**Document passage**
—————

To address these competing demands, I worked with Data & Society and the GovAI Coalition to develop a guide that helps government agencies consider environmental sustainability in AI adoption. The result, “Greening AI in the public sector: a handbook for procurement,” is based on 10 months of fieldwork and 5 months of co-design interviews and focus groups with government staff and green software practitioners. The guidebook was born through Data & Society’s partnership with the Coalition, which collectively represents over 900 local, state, county, and federal agencies. Increasingly, we have been hearing from members who are concerned about the environmental impacts of AI infrastructures but lack the information and resources that would help them take action. This handbook is that resource.

The guide is designed to respond to conditions on the ground, such as staffing and budgetary limitations, a de-prioritization of environmental sustainability, and a predatory corporate marketplace. Within these constraints, it proposes low-lift actions that can still make an impact alongside more advanced considerations The guide covers the basics of greener computing, situates this technology within common procurement pathways, and walks readers through vendor engagement and evaluation. In response to a consistent thread that we heard, the handbook also explicates greener software’s associations with cost savings, performance benefits, and customer autonomy, helping agency workers make a strong argument for this shift even in settings where sustainability is not the most tractable concern.

—————

**Stored rows**
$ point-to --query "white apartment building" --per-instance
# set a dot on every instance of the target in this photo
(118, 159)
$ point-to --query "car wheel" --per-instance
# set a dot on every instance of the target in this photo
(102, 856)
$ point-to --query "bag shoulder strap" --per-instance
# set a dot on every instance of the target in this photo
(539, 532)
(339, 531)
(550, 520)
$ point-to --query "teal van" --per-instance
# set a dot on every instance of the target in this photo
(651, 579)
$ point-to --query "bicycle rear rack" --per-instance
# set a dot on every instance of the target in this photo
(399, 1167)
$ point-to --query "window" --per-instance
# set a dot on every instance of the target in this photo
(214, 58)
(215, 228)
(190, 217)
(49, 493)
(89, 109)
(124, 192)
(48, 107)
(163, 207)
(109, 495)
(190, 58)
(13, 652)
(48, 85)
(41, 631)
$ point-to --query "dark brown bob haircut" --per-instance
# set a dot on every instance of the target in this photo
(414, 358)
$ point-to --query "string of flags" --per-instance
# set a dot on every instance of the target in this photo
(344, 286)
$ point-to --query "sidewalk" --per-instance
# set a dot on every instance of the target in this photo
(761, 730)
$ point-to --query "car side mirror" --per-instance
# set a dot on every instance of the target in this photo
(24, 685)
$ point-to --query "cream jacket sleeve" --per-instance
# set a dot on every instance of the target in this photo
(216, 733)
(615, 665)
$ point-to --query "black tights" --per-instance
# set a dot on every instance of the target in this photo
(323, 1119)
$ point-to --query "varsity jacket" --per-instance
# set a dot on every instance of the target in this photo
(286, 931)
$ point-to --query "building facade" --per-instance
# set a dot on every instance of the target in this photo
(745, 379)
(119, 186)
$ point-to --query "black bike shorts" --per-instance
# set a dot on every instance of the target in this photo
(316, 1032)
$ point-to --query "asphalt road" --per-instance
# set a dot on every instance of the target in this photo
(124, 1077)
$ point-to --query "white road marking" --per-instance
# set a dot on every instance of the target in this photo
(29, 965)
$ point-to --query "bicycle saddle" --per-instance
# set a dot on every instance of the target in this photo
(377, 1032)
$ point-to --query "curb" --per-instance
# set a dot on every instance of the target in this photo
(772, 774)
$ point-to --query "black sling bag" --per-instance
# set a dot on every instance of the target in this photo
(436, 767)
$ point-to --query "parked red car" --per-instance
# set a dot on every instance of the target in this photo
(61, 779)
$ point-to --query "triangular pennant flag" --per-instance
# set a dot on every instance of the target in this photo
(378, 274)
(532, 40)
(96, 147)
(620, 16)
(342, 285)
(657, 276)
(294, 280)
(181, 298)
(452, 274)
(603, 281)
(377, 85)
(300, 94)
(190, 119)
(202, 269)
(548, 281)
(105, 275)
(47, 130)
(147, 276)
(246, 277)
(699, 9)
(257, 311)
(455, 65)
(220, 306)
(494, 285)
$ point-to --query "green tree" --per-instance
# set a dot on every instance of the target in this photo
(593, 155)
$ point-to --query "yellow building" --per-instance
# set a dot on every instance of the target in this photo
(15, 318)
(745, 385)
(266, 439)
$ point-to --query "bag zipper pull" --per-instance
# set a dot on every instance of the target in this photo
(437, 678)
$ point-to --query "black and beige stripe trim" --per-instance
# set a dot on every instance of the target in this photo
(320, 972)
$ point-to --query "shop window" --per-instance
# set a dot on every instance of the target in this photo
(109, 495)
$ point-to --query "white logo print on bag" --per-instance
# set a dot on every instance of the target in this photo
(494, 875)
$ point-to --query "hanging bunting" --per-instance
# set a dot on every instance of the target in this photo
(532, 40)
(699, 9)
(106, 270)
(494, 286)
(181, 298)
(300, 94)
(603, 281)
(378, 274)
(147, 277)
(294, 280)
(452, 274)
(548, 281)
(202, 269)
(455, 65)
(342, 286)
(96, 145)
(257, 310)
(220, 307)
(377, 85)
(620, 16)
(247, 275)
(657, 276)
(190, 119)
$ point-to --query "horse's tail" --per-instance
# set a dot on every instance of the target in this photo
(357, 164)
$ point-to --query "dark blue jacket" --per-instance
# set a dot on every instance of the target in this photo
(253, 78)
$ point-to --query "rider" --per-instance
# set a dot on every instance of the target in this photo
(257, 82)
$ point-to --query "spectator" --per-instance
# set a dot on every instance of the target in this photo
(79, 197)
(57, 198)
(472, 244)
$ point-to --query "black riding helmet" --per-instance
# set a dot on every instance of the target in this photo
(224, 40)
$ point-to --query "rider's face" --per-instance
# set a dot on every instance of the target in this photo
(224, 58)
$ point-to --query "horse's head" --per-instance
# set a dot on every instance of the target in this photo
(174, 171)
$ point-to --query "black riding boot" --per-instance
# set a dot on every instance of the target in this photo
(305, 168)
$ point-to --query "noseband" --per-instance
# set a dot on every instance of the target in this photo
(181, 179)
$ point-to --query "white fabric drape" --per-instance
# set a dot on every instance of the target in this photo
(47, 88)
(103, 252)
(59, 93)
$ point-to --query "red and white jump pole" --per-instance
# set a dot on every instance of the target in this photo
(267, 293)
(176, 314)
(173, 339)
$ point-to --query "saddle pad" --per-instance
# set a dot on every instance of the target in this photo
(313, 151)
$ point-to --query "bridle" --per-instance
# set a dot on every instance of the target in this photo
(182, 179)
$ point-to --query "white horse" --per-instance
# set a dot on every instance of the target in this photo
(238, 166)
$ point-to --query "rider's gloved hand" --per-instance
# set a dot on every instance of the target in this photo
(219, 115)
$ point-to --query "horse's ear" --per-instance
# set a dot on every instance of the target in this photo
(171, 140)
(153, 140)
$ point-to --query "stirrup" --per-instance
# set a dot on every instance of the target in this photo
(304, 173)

—————

**What is asked**
1. In the passage on greening AI procurement, how many agencies does the GovAI Coalition collectively represent?
2. Continue the passage on greening AI procurement from the point where it stops.
The rows have nothing to do with the passage on greening AI procurement.

**Written responses**
1. Over 900 local, state, county, and federal agencies.

2.
While the handbook is focused on the public sector, any organization seeking to make greener AI adoption decisions can apply the lessons it provides. Moreover, the overview of sustainable computing and government procurement contexts provides insight for anyone interested in how public officials can and should make decisions about technology in the public interest. As I conclude my research, I am left with five takeaways about the broader implications of “greening AI” in the public sector.

There are advantages of greener computing that can be leveraged without specific expertise or significant effort.

Implementing sustainability into a tech procurement process does not need to be difficult. The world of greener tech is moving fast, and there are readily-adoptable technical resources that enable developers to assess and report information about their products.

Our handbook synthesizes existing measurement schemes to recommend the most straightforward actions — asking a vendor to share average kilowatt hours per token, for example, or to calculate a value within an industry scoring system — and also provides a comprehensive collection of additional resources for further engagement. Some of the actions that we suggest are as simple as adding a “yes or no” question to a vendor solicitation; in an agency where subject knowledge or leadership buy-in are low, these are manageable changes. While a single checkbox on a form will not individually transform the marketplace, these steps, in aggregate, can add up.

The public sector can exercise significant market pressure.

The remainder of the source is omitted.